:: Information provided ::

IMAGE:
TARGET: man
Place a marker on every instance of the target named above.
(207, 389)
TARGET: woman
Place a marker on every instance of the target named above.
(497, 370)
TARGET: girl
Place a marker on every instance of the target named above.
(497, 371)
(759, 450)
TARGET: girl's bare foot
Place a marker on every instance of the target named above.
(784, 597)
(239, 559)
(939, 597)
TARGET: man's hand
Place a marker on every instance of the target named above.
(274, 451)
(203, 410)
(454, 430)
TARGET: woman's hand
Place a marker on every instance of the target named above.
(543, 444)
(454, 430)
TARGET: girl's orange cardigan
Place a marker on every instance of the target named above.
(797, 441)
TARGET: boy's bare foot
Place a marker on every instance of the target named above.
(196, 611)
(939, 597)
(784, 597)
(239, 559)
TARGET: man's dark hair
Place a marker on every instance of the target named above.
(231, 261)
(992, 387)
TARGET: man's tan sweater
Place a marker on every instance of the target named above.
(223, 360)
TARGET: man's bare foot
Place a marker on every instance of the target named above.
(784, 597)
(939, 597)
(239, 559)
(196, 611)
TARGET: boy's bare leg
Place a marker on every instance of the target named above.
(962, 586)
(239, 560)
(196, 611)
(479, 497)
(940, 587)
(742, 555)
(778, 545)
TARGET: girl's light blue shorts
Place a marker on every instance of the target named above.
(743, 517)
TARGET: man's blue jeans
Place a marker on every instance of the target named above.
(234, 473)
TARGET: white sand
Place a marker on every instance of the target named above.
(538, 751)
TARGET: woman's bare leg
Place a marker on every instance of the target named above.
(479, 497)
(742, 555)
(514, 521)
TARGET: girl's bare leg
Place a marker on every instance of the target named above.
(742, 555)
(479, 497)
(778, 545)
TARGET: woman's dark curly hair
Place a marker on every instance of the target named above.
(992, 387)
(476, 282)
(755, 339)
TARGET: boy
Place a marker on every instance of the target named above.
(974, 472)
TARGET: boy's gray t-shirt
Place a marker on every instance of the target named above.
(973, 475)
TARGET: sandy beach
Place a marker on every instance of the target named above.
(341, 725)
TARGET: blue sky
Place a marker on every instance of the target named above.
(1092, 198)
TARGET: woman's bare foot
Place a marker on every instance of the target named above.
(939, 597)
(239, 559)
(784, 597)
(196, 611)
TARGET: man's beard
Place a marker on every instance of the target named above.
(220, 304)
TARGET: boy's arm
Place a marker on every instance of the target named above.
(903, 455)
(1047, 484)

:::

What you need to do |
Repeat precisely the lines of the data starting at the one containing "TARGET: boy's gray t-shirt", last line included.

Expected answer |
TARGET: boy's gray t-shirt
Place a marker on every instance of the target named above.
(973, 475)
TARGET: sandy beach
Place a marker on every instance of the target named above.
(341, 725)
TARGET: blue sky
Place a marker on every instance of the target named above.
(1092, 198)
TARGET: woman's bare foot
Place a marker on every instance of the target named above.
(939, 597)
(239, 559)
(784, 597)
(196, 611)
TARGET: man's beard
Place a marker on every instance of the target named above.
(220, 304)
TARGET: boy's arm
Place a marker on every instance of the target named above.
(903, 455)
(1047, 484)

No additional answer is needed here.